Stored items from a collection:
· · · · ·

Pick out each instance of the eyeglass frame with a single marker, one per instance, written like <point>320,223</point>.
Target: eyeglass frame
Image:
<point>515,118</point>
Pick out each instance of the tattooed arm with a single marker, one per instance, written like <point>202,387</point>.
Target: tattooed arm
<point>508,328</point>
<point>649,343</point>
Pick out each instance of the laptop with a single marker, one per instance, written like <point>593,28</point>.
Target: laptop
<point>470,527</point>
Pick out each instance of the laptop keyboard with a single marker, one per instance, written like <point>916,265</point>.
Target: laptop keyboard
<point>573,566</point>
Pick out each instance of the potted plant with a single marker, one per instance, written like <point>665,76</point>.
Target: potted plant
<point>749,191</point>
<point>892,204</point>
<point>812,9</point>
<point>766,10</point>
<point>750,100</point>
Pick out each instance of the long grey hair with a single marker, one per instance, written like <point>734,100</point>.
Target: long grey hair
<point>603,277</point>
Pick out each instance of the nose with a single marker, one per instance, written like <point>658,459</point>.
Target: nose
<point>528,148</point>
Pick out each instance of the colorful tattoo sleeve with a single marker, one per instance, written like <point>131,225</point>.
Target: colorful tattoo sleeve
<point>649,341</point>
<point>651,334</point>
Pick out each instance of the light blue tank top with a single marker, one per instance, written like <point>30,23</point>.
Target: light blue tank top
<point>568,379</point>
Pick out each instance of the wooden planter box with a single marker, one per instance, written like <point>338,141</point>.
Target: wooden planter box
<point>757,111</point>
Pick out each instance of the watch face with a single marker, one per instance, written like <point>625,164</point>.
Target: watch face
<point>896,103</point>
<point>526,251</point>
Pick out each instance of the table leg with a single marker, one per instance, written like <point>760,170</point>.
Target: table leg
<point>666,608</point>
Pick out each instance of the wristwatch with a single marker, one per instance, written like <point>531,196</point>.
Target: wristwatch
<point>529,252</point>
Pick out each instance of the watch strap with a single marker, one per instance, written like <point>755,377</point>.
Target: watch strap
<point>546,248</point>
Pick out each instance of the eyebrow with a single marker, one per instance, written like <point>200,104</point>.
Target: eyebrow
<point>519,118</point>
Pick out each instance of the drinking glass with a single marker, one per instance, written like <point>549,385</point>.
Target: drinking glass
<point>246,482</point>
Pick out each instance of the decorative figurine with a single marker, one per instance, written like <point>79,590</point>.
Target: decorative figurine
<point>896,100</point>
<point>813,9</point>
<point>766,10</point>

· · · · ·

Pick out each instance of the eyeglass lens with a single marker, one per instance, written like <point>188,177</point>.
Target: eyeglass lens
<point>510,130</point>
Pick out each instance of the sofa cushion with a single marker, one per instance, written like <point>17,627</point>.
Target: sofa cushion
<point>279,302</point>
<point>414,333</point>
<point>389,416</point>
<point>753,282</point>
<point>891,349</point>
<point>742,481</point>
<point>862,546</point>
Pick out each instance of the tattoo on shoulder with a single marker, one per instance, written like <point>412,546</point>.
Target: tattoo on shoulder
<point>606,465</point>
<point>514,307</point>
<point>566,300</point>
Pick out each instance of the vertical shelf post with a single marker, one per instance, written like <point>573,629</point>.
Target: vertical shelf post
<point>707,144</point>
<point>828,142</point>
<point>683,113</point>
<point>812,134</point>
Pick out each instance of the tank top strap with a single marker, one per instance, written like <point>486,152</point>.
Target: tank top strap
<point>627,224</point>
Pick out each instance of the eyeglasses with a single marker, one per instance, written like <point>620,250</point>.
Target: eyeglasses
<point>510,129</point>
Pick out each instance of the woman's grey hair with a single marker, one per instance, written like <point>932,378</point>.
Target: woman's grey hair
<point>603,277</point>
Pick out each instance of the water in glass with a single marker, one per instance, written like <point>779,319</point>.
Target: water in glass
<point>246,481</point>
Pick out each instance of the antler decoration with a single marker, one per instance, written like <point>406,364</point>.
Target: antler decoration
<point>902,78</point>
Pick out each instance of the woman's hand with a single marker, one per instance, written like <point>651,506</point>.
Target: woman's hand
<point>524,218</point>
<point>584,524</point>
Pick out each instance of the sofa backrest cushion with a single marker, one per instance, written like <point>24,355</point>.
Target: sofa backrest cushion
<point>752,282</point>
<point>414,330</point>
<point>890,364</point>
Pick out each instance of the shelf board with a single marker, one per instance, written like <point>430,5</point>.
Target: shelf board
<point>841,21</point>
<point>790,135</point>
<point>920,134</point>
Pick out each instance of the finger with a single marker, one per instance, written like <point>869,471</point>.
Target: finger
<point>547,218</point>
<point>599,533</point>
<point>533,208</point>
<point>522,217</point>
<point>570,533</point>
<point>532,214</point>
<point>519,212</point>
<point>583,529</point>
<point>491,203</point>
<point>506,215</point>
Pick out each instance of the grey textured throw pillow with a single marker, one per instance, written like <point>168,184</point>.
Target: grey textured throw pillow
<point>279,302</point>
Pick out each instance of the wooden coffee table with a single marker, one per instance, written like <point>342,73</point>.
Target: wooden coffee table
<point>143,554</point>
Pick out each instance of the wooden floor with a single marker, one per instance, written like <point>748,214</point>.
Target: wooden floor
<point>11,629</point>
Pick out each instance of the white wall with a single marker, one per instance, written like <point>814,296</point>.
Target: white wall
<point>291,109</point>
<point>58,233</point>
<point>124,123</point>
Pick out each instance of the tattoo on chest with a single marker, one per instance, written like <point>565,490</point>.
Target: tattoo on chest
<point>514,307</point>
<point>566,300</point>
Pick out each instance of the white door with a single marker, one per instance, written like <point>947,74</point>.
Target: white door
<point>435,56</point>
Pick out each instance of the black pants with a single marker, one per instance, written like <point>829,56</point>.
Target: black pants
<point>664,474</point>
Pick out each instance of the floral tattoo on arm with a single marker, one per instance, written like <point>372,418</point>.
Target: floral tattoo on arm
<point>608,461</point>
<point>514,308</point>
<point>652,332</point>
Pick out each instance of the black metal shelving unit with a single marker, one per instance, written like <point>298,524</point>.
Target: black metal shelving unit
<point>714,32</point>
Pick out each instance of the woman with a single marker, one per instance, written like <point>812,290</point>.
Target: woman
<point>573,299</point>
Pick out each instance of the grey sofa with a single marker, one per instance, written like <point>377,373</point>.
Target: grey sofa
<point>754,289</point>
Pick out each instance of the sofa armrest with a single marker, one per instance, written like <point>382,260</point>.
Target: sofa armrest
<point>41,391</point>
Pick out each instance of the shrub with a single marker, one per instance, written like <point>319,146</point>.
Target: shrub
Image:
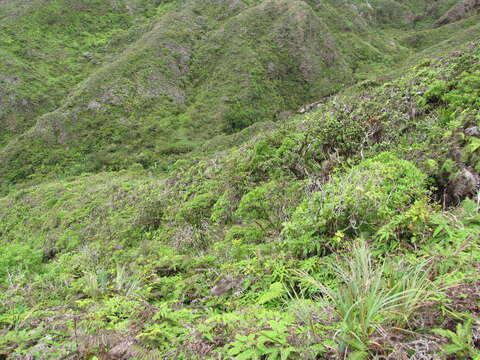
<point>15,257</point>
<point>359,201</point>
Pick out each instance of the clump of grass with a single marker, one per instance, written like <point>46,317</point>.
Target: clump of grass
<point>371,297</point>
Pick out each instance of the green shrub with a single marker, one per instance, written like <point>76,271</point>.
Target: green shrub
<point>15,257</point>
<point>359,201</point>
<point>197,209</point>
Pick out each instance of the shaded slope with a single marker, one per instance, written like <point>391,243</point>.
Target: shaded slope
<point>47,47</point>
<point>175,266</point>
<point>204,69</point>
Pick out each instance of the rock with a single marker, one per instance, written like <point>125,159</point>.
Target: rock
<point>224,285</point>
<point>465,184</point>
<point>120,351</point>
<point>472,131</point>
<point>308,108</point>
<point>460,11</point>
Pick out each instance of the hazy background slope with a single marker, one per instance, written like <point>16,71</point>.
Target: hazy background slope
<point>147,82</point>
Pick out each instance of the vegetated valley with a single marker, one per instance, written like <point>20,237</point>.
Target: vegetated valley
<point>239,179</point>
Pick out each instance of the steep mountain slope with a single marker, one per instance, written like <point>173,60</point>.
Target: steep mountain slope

· · · · ·

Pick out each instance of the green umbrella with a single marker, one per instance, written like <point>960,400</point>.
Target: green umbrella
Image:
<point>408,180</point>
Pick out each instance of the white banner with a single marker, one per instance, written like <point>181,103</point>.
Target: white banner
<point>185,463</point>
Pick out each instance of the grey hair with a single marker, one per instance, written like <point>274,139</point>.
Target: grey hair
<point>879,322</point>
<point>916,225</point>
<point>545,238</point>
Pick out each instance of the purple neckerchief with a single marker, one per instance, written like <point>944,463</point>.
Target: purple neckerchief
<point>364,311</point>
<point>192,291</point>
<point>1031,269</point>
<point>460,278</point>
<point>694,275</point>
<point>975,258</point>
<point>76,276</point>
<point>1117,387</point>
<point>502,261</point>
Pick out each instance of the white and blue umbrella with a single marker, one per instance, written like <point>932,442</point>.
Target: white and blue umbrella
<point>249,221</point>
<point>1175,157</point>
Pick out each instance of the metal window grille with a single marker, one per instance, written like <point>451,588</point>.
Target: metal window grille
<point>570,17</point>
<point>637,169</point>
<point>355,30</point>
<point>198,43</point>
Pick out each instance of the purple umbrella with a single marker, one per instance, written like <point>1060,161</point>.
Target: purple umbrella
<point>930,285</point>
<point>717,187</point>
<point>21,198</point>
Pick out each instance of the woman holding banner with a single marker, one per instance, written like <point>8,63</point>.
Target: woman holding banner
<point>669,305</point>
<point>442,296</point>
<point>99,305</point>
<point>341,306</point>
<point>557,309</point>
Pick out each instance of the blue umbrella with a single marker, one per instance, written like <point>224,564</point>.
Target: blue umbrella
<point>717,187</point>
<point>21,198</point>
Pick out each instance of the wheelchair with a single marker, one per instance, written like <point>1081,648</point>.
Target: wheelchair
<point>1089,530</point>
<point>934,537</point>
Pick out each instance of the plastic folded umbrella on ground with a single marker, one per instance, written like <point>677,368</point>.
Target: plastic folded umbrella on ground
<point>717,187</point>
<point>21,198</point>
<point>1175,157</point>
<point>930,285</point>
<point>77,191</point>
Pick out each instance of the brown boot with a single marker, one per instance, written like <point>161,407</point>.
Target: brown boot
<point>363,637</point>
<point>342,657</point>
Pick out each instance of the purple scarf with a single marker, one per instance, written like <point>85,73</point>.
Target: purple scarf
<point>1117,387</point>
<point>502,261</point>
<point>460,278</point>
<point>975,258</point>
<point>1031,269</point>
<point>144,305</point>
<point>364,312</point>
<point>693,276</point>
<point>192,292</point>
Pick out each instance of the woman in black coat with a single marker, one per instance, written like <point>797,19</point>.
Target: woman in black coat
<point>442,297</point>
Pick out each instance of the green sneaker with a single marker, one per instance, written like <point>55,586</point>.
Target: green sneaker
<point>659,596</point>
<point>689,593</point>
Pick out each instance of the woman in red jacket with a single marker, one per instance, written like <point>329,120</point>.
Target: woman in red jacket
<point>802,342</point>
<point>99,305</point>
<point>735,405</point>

· · · · ·

Task brief: Taking the entries above, write out exactly each line from the one holding "Pick out each instance of the grey hair" to the one holding "Pick out each instance of the purple neckerchief", both included, and stop there.

Output for this exercise:
Pick out each instance of the grey hair with a single marker, one per instance, written like <point>274,139</point>.
Target: grey hair
<point>879,322</point>
<point>916,225</point>
<point>545,238</point>
Pick out each instance of the purple neckerchief with a single marker, one per instance, written like <point>944,463</point>.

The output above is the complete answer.